##### RECORDS TO USE #####

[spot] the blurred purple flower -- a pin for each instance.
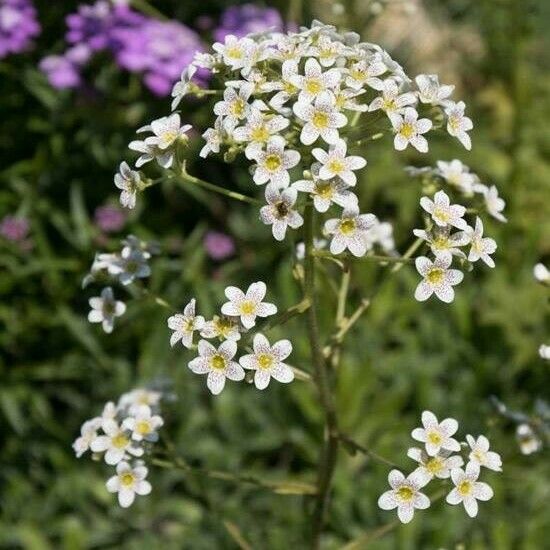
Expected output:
(14, 228)
(248, 18)
(109, 218)
(18, 26)
(219, 246)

#####

WHAT TO DO:
Leave out the images and transcribe all the records exactly.

SOLUTION FOR THIS PROBLEM:
[spot] the blurred purple flower -- a pin for each instance.
Expected output:
(14, 228)
(248, 18)
(109, 218)
(18, 26)
(219, 246)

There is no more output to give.